─── Quoted passage ───

Smooth Rolling Update of Ingress Controller Using AWS NLB - No Service Interruption

In the cloud, to allow external traffic to access your Kubernetes cluster, the typical approach is to use a LoadBalancer-type service, which directs external traffic through a load balancer into the Ingress Controller and then distributes it to various pods.

Ingress controllers often need updates or configuration changes, which usually require the program to be restarted. So, what happens when an Ingress Controller needs a rolling update? Will Ingress access be interrupted?

In the following scenario, we will self-host a Kubernetes cluster on AWS, use Traefik 2 as the Ingress Controller, and deploy AWS LoadBalancer Controller 2.2.0. We will install Traefik 2 from the official Helm repository version 9.19.1. We will use an NLB with 3 availability zones, IP mode targeting, and we won’t use LoadBalancer-type services. Instead, we’ll use headless ClusterIP-type services, which AWS LoadBalancer Controller supports. For the network plugin, we’ll use the Amazon VPC CNI plugin.

NLB operates at Layer 4, directly forwarding traffic without needing to parse the HTTP protocol, resulting in better performance and lower latency.

If the target type is “instance,” then the Kubernetes service type must be either NodePort or LoadBalancer.

If the target type is “ip,” NLB must go directly to the pods without NAT, but you must use the Amazon VPC CNI network plugin.

The default LoadBalancer-type service in Kubernetes allocates a node port. If the target type is “instance,” NLB traffic is routed through the node port to pods, adding response latency. If the target type is “ip,” it also allocates a node port by default, but NLB directly forwards traffic to pods without going through node port forwarding.

AWS LoadBalancer Controller supports target types “ip” and “instance,” while the cloud controller embedded in the controller-manager only supports “instance” type.

Using a headless service avoids allocating node ports and cluster IP, saving IP and node port port resources. Starting from Kubernetes 1.20, LoadBalancer-type services can be configured not to allocate node ports, allowing the LoadBalancer to communicate directly with pods. To enable this feature, you need to activate the ServiceLBNodePortControl feature gate and set spec.allocateLoadBalancerNodePorts to false.

service.yaml

text

apiVersion: v1
kind: Service
metadata:
  annotations:
    meta.helm.sh/release-name: traefik2
    meta.helm.sh/release-namespace: kube-system
    service.beta.kubernetes.io/aws-load-balancer-healthcheck-path: /ping
    service.beta.kubernetes.io/aws-load-balancer-healthcheck-port: "8082"
    service.beta.kubernetes.io/aws-load-balancer-name: k8s-traefik2-ingress
    service.beta.kubernetes.io/aws-load-balancer-nlb-target-type: ip
    service.beta.kubernetes.io/aws-load-balancer-scheme: internal
    service.beta.kubernetes.io/aws-load-balancer-target-group-attributes: deregistration_delay.timeout_seconds=120,
      preserve_client_ip.enabled=true
    service.beta.kubernetes.io/aws-load-balancer-type: external
  creationTimestamp: "2021-06-04T14:37:20Z"

───

Exercise task 1: Could you reproduce, word for word, the part of the Ingress Controller article that starts with "Smooth Rolling Update" and goes on through "access be interrupted?"?

─── Information provided ───

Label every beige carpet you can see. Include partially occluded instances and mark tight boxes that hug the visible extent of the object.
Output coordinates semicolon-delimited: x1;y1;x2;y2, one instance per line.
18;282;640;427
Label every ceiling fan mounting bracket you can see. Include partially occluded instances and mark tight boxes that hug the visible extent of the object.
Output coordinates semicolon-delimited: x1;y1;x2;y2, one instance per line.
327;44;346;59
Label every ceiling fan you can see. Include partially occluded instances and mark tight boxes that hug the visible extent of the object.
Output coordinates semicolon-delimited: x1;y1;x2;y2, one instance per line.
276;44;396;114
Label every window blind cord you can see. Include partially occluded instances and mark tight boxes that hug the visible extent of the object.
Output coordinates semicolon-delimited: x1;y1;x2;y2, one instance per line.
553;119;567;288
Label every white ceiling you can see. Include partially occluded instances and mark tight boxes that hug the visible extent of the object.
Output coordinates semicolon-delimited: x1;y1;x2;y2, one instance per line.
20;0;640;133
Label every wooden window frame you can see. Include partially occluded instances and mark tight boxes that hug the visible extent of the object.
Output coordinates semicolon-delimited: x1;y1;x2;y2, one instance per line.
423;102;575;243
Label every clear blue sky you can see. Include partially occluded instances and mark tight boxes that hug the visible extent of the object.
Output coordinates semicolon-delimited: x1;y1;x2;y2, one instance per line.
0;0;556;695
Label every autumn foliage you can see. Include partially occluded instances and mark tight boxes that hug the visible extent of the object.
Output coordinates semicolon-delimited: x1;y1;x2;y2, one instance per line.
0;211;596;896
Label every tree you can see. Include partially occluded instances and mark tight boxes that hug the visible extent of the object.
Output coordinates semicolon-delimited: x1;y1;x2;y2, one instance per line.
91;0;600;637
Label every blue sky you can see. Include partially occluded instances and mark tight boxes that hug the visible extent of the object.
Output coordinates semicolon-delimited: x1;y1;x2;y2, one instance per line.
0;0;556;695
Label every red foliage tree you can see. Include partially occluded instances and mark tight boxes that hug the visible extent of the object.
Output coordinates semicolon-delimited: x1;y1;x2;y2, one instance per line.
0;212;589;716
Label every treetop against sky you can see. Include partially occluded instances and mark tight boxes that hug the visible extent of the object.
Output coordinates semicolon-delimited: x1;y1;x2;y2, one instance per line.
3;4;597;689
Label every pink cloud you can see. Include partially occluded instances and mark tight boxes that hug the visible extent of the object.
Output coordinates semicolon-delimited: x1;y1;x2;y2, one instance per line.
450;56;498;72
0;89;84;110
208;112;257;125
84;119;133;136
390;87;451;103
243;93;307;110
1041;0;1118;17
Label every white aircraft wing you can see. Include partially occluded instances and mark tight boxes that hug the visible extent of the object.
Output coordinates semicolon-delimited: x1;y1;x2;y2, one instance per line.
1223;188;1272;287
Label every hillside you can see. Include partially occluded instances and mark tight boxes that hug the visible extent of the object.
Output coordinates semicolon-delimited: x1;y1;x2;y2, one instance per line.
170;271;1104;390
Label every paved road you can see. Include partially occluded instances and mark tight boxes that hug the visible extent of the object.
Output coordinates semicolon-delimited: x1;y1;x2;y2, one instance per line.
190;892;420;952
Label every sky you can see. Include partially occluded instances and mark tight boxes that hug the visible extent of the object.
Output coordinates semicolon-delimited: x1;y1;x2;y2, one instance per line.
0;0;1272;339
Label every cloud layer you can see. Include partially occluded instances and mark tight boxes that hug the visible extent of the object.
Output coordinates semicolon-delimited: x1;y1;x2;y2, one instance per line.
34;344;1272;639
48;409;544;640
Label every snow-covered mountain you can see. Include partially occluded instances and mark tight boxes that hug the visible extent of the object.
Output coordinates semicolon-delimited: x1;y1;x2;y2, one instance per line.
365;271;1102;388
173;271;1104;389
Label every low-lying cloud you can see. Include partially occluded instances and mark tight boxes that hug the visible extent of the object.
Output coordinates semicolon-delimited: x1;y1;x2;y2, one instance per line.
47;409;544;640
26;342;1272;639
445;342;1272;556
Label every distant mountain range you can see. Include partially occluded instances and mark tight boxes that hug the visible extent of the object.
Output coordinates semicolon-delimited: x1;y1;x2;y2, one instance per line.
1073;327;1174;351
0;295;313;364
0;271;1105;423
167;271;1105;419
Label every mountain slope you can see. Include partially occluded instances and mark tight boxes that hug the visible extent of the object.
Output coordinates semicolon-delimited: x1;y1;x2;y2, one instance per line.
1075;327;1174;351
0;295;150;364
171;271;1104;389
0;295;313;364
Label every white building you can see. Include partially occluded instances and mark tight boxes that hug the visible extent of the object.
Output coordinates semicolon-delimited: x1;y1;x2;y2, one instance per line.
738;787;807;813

───

Exercise task 2: Can you arrange the records, starting with the line that contains "Label every ceiling fan you" and going on through the line that contains "276;44;396;114", as a Markdown table with the columns Row and Line, leaving out any blank lines?

Worked answer 1:
Smooth Rolling Update of Ingress Controller Using AWS NLB - No Service Interruption

In the cloud, to allow external traffic to access your Kubernetes cluster, the typical approach is to use a LoadBalancer-type service, which directs external traffic through a load balancer into the Ingress Controller and then distributes it to various pods.

Ingress controllers often need updates or configuration changes, which usually require the program to be restarted. So, what happens when an Ingress Controller needs a rolling update? Will Ingress access be interrupted?

Worked answer 2:
| Row | Line |
|---|---|
| 1 | Label every ceiling fan you can see. Include partially occluded instances and mark tight boxes that hug the visible extent of the object. |
| 2 | Output coordinates semicolon-delimited: x1;y1;x2;y2, one instance per line. |
| 3 | 276;44;396;114 |